[Dataset entries]
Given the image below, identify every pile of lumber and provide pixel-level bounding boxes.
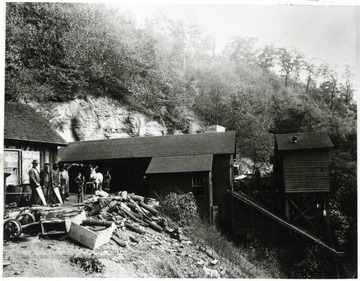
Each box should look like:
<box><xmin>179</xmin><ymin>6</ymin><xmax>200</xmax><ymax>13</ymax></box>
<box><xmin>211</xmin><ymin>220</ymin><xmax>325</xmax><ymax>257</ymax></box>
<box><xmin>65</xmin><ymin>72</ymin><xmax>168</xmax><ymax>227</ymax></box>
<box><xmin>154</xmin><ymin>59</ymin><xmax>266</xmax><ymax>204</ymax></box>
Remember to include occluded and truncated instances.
<box><xmin>67</xmin><ymin>192</ymin><xmax>185</xmax><ymax>249</ymax></box>
<box><xmin>4</xmin><ymin>191</ymin><xmax>186</xmax><ymax>251</ymax></box>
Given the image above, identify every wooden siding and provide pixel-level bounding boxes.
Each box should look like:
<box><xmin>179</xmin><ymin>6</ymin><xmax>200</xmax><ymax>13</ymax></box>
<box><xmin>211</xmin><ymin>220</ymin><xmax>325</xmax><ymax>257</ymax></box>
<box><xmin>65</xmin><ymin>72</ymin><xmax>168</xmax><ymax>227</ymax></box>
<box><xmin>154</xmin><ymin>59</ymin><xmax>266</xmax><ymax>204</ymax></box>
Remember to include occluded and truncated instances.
<box><xmin>4</xmin><ymin>140</ymin><xmax>60</xmax><ymax>186</ymax></box>
<box><xmin>283</xmin><ymin>149</ymin><xmax>330</xmax><ymax>193</ymax></box>
<box><xmin>148</xmin><ymin>172</ymin><xmax>207</xmax><ymax>195</ymax></box>
<box><xmin>212</xmin><ymin>154</ymin><xmax>233</xmax><ymax>225</ymax></box>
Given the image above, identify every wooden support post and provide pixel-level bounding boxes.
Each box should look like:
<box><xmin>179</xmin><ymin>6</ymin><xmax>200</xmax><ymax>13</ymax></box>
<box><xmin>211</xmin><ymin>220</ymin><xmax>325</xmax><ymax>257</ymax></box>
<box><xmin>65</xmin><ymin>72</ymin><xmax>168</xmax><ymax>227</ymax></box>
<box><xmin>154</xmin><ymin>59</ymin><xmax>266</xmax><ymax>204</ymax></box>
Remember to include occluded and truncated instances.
<box><xmin>323</xmin><ymin>192</ymin><xmax>339</xmax><ymax>278</ymax></box>
<box><xmin>285</xmin><ymin>196</ymin><xmax>291</xmax><ymax>221</ymax></box>
<box><xmin>323</xmin><ymin>193</ymin><xmax>333</xmax><ymax>245</ymax></box>
<box><xmin>230</xmin><ymin>155</ymin><xmax>234</xmax><ymax>191</ymax></box>
<box><xmin>287</xmin><ymin>196</ymin><xmax>319</xmax><ymax>233</ymax></box>
<box><xmin>81</xmin><ymin>177</ymin><xmax>85</xmax><ymax>203</ymax></box>
<box><xmin>208</xmin><ymin>171</ymin><xmax>213</xmax><ymax>225</ymax></box>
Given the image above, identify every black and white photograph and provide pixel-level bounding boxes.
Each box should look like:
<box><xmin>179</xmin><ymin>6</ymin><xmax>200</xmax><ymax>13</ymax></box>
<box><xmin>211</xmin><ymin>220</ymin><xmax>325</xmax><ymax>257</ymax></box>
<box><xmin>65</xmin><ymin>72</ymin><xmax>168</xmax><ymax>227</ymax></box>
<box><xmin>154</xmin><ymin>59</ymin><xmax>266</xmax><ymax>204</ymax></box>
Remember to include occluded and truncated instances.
<box><xmin>1</xmin><ymin>0</ymin><xmax>358</xmax><ymax>278</ymax></box>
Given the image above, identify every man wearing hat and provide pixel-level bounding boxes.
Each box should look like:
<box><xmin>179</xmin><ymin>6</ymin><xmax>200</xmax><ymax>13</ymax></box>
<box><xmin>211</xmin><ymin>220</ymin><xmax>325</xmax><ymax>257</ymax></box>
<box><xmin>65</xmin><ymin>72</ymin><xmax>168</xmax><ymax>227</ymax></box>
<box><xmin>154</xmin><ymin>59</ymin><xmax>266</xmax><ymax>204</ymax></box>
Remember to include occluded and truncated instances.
<box><xmin>40</xmin><ymin>163</ymin><xmax>52</xmax><ymax>203</ymax></box>
<box><xmin>29</xmin><ymin>159</ymin><xmax>41</xmax><ymax>206</ymax></box>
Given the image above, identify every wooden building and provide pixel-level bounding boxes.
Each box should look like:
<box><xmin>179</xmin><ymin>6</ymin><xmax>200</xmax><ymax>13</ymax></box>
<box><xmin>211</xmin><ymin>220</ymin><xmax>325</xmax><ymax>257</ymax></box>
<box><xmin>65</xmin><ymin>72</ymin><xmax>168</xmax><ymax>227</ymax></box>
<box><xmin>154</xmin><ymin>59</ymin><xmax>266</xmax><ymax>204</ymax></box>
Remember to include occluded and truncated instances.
<box><xmin>4</xmin><ymin>102</ymin><xmax>67</xmax><ymax>187</ymax></box>
<box><xmin>58</xmin><ymin>131</ymin><xmax>236</xmax><ymax>225</ymax></box>
<box><xmin>231</xmin><ymin>132</ymin><xmax>340</xmax><ymax>258</ymax></box>
<box><xmin>273</xmin><ymin>132</ymin><xmax>334</xmax><ymax>193</ymax></box>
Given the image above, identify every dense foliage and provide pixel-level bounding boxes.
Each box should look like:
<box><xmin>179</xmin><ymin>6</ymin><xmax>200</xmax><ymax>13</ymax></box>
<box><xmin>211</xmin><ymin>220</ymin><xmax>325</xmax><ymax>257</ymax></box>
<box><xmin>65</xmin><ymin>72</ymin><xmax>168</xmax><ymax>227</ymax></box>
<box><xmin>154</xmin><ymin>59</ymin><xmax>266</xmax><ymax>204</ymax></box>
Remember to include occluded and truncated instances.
<box><xmin>159</xmin><ymin>192</ymin><xmax>199</xmax><ymax>226</ymax></box>
<box><xmin>5</xmin><ymin>3</ymin><xmax>356</xmax><ymax>278</ymax></box>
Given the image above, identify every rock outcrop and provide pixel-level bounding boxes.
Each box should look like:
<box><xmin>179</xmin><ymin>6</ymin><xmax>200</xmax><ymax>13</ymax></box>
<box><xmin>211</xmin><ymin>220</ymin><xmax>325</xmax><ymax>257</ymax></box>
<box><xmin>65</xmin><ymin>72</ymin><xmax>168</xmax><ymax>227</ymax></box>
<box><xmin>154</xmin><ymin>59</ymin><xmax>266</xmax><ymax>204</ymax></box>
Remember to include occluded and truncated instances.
<box><xmin>29</xmin><ymin>97</ymin><xmax>204</xmax><ymax>142</ymax></box>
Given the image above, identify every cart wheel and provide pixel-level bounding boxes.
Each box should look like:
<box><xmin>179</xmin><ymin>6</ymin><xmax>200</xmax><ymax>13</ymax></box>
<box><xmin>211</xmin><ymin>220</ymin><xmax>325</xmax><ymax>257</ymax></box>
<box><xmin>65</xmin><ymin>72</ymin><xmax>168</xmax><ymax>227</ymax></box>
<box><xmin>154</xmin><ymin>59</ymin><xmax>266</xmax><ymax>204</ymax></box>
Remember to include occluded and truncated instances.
<box><xmin>30</xmin><ymin>209</ymin><xmax>45</xmax><ymax>221</ymax></box>
<box><xmin>16</xmin><ymin>212</ymin><xmax>36</xmax><ymax>225</ymax></box>
<box><xmin>4</xmin><ymin>219</ymin><xmax>22</xmax><ymax>240</ymax></box>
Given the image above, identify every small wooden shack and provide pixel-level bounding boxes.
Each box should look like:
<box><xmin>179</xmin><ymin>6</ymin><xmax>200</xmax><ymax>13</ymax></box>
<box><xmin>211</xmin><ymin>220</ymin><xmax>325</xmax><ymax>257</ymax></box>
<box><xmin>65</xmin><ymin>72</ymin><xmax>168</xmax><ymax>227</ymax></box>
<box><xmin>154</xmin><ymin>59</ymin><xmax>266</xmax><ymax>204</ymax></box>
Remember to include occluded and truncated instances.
<box><xmin>273</xmin><ymin>132</ymin><xmax>334</xmax><ymax>193</ymax></box>
<box><xmin>4</xmin><ymin>102</ymin><xmax>67</xmax><ymax>187</ymax></box>
<box><xmin>58</xmin><ymin>131</ymin><xmax>236</xmax><ymax>225</ymax></box>
<box><xmin>231</xmin><ymin>132</ymin><xmax>339</xmax><ymax>256</ymax></box>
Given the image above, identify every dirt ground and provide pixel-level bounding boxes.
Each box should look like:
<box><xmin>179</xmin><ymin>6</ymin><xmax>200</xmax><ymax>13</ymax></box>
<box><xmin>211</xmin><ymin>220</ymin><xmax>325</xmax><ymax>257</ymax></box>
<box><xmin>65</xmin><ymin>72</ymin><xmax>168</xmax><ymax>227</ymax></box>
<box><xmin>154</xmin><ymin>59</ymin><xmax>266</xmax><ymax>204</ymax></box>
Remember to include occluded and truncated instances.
<box><xmin>3</xmin><ymin>194</ymin><xmax>264</xmax><ymax>278</ymax></box>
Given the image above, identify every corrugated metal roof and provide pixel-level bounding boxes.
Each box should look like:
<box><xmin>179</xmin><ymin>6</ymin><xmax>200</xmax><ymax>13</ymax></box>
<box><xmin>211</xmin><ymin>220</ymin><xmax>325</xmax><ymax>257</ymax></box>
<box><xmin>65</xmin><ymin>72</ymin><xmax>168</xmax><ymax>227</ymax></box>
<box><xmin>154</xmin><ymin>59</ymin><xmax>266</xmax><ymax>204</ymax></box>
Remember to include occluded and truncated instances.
<box><xmin>4</xmin><ymin>102</ymin><xmax>67</xmax><ymax>146</ymax></box>
<box><xmin>146</xmin><ymin>155</ymin><xmax>213</xmax><ymax>174</ymax></box>
<box><xmin>58</xmin><ymin>131</ymin><xmax>236</xmax><ymax>162</ymax></box>
<box><xmin>276</xmin><ymin>132</ymin><xmax>334</xmax><ymax>151</ymax></box>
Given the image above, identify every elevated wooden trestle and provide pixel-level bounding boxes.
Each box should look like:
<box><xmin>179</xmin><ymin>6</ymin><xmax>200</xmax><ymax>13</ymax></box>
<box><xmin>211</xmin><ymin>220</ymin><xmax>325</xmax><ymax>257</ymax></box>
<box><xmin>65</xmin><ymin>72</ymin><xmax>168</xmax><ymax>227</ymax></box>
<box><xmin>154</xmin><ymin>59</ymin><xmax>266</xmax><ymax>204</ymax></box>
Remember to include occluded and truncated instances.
<box><xmin>230</xmin><ymin>190</ymin><xmax>342</xmax><ymax>257</ymax></box>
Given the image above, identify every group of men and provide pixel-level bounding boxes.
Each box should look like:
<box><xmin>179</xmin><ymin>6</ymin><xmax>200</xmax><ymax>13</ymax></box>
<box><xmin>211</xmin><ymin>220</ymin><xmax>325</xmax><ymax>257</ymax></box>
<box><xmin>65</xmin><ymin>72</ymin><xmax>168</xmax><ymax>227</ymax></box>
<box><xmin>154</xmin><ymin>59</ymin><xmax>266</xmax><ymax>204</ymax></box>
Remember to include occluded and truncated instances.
<box><xmin>28</xmin><ymin>160</ymin><xmax>69</xmax><ymax>206</ymax></box>
<box><xmin>28</xmin><ymin>160</ymin><xmax>112</xmax><ymax>206</ymax></box>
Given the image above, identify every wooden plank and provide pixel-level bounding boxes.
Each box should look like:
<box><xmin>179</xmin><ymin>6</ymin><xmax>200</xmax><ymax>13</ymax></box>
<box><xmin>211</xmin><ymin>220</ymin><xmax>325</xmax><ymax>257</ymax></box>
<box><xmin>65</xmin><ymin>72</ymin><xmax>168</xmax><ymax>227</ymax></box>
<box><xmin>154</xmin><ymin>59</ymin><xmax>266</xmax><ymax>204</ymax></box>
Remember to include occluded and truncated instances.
<box><xmin>111</xmin><ymin>235</ymin><xmax>127</xmax><ymax>247</ymax></box>
<box><xmin>36</xmin><ymin>187</ymin><xmax>47</xmax><ymax>206</ymax></box>
<box><xmin>209</xmin><ymin>171</ymin><xmax>213</xmax><ymax>224</ymax></box>
<box><xmin>53</xmin><ymin>187</ymin><xmax>63</xmax><ymax>204</ymax></box>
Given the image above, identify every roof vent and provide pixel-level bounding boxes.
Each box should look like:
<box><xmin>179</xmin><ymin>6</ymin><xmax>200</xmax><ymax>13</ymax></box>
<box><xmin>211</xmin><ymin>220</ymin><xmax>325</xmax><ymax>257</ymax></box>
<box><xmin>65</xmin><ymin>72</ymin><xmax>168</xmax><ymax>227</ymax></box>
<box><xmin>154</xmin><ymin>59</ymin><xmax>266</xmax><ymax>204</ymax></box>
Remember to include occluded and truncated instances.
<box><xmin>291</xmin><ymin>136</ymin><xmax>298</xmax><ymax>143</ymax></box>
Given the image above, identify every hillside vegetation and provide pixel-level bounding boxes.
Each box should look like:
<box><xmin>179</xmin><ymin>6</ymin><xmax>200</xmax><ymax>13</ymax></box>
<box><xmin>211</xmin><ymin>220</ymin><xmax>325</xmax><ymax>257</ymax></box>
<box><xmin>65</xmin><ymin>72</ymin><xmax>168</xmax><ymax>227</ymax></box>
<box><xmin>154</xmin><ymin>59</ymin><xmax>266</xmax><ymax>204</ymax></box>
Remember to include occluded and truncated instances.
<box><xmin>5</xmin><ymin>3</ymin><xmax>357</xmax><ymax>278</ymax></box>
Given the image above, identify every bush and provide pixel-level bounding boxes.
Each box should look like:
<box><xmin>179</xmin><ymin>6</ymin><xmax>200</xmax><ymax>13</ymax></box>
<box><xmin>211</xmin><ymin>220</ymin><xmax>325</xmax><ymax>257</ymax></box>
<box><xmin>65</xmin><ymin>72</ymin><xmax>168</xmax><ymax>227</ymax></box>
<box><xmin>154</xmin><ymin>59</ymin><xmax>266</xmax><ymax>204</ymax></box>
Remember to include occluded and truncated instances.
<box><xmin>158</xmin><ymin>192</ymin><xmax>199</xmax><ymax>226</ymax></box>
<box><xmin>70</xmin><ymin>254</ymin><xmax>105</xmax><ymax>274</ymax></box>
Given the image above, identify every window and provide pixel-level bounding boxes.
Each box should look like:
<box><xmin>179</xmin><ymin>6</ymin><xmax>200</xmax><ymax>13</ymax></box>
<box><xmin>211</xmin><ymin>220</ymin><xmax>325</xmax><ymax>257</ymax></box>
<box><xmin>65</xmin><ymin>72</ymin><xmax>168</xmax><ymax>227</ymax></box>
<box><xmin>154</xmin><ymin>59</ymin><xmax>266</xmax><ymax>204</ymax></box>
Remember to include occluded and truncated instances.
<box><xmin>192</xmin><ymin>177</ymin><xmax>203</xmax><ymax>187</ymax></box>
<box><xmin>4</xmin><ymin>150</ymin><xmax>20</xmax><ymax>186</ymax></box>
<box><xmin>192</xmin><ymin>177</ymin><xmax>204</xmax><ymax>197</ymax></box>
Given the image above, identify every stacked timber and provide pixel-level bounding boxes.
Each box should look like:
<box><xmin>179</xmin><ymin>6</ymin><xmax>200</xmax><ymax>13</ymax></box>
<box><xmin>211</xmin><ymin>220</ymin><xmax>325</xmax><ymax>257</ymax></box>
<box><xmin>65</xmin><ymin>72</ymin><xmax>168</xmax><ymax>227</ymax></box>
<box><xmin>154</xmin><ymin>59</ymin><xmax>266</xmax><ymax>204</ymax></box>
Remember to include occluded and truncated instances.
<box><xmin>83</xmin><ymin>192</ymin><xmax>181</xmax><ymax>237</ymax></box>
<box><xmin>65</xmin><ymin>192</ymin><xmax>185</xmax><ymax>249</ymax></box>
<box><xmin>4</xmin><ymin>192</ymin><xmax>186</xmax><ymax>251</ymax></box>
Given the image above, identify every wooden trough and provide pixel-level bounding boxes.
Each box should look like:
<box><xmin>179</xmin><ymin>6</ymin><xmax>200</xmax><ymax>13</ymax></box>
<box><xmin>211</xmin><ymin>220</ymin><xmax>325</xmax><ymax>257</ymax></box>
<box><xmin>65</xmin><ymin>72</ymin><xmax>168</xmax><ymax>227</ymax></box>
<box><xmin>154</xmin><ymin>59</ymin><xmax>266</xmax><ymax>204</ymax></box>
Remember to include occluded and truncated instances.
<box><xmin>68</xmin><ymin>222</ymin><xmax>116</xmax><ymax>250</ymax></box>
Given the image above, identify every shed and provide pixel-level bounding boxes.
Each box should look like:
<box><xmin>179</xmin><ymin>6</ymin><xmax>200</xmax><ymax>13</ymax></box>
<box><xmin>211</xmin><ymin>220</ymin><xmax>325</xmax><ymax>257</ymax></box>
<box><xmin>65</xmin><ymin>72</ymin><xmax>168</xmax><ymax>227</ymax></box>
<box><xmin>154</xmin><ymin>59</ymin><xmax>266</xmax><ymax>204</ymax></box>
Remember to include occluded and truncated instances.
<box><xmin>4</xmin><ymin>102</ymin><xmax>67</xmax><ymax>188</ymax></box>
<box><xmin>273</xmin><ymin>132</ymin><xmax>334</xmax><ymax>193</ymax></box>
<box><xmin>58</xmin><ymin>131</ymin><xmax>236</xmax><ymax>225</ymax></box>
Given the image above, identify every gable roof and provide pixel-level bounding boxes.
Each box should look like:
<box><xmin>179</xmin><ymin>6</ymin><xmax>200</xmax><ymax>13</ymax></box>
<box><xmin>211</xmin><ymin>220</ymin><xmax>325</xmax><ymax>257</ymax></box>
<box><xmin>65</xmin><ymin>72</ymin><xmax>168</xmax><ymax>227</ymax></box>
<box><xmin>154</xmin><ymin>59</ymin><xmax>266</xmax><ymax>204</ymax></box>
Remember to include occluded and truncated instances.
<box><xmin>4</xmin><ymin>102</ymin><xmax>67</xmax><ymax>146</ymax></box>
<box><xmin>58</xmin><ymin>131</ymin><xmax>236</xmax><ymax>162</ymax></box>
<box><xmin>275</xmin><ymin>132</ymin><xmax>334</xmax><ymax>151</ymax></box>
<box><xmin>146</xmin><ymin>155</ymin><xmax>213</xmax><ymax>174</ymax></box>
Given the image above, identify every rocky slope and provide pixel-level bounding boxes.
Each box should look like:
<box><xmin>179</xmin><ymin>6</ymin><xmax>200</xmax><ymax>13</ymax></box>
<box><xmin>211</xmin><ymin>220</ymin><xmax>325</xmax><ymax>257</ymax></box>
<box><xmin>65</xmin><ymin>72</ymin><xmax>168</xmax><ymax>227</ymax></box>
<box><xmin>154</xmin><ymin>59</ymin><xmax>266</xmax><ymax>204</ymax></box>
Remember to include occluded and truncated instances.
<box><xmin>29</xmin><ymin>97</ymin><xmax>204</xmax><ymax>142</ymax></box>
<box><xmin>3</xmin><ymin>194</ymin><xmax>271</xmax><ymax>278</ymax></box>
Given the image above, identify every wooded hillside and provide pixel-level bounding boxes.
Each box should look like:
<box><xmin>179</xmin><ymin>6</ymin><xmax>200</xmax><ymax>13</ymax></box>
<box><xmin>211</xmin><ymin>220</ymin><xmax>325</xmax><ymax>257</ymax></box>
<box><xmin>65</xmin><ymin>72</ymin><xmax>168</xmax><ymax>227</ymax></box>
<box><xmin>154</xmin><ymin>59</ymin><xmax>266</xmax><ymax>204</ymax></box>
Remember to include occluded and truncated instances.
<box><xmin>5</xmin><ymin>3</ymin><xmax>357</xmax><ymax>278</ymax></box>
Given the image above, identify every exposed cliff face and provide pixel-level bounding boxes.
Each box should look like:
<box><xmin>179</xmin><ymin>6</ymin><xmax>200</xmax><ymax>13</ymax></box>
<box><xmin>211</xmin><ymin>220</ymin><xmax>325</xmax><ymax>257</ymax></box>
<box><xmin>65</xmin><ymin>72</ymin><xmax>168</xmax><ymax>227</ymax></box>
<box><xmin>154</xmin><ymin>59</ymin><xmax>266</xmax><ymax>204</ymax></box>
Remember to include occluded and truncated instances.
<box><xmin>30</xmin><ymin>97</ymin><xmax>204</xmax><ymax>142</ymax></box>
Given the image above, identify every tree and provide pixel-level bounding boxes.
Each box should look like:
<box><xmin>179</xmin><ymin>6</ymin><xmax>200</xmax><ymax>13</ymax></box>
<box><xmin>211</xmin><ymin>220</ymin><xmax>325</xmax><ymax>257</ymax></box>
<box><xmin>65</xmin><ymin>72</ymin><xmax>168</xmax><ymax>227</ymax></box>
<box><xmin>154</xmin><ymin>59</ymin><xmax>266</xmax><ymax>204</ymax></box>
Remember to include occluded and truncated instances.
<box><xmin>303</xmin><ymin>60</ymin><xmax>320</xmax><ymax>94</ymax></box>
<box><xmin>318</xmin><ymin>63</ymin><xmax>340</xmax><ymax>111</ymax></box>
<box><xmin>223</xmin><ymin>87</ymin><xmax>273</xmax><ymax>172</ymax></box>
<box><xmin>5</xmin><ymin>2</ymin><xmax>71</xmax><ymax>101</ymax></box>
<box><xmin>256</xmin><ymin>44</ymin><xmax>277</xmax><ymax>72</ymax></box>
<box><xmin>224</xmin><ymin>36</ymin><xmax>259</xmax><ymax>67</ymax></box>
<box><xmin>276</xmin><ymin>48</ymin><xmax>303</xmax><ymax>88</ymax></box>
<box><xmin>340</xmin><ymin>65</ymin><xmax>355</xmax><ymax>105</ymax></box>
<box><xmin>192</xmin><ymin>60</ymin><xmax>237</xmax><ymax>125</ymax></box>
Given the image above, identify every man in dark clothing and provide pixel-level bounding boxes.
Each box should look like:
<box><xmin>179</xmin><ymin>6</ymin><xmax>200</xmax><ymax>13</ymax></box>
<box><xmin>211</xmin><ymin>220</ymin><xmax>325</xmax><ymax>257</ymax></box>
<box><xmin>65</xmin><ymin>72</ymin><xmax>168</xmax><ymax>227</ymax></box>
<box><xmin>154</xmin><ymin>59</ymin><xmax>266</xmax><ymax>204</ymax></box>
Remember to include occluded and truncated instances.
<box><xmin>75</xmin><ymin>173</ymin><xmax>84</xmax><ymax>203</ymax></box>
<box><xmin>29</xmin><ymin>159</ymin><xmax>41</xmax><ymax>206</ymax></box>
<box><xmin>40</xmin><ymin>163</ymin><xmax>52</xmax><ymax>203</ymax></box>
<box><xmin>103</xmin><ymin>170</ymin><xmax>111</xmax><ymax>192</ymax></box>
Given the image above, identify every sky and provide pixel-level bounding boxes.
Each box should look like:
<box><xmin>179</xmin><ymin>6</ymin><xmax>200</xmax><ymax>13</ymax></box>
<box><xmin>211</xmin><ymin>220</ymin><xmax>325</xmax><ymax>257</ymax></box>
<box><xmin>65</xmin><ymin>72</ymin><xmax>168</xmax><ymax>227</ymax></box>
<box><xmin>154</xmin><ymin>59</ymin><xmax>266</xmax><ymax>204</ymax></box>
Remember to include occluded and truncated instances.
<box><xmin>115</xmin><ymin>1</ymin><xmax>358</xmax><ymax>96</ymax></box>
<box><xmin>119</xmin><ymin>3</ymin><xmax>357</xmax><ymax>68</ymax></box>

#### What you will do:
Among the lines above, list those that contain the word "hillside".

#### Response area:
Given the image above, identify every hillside vegetation and provide pixel-level bounding boxes.
Given the image above, identify every wooded hillside and provide pixel-level bounding boxes.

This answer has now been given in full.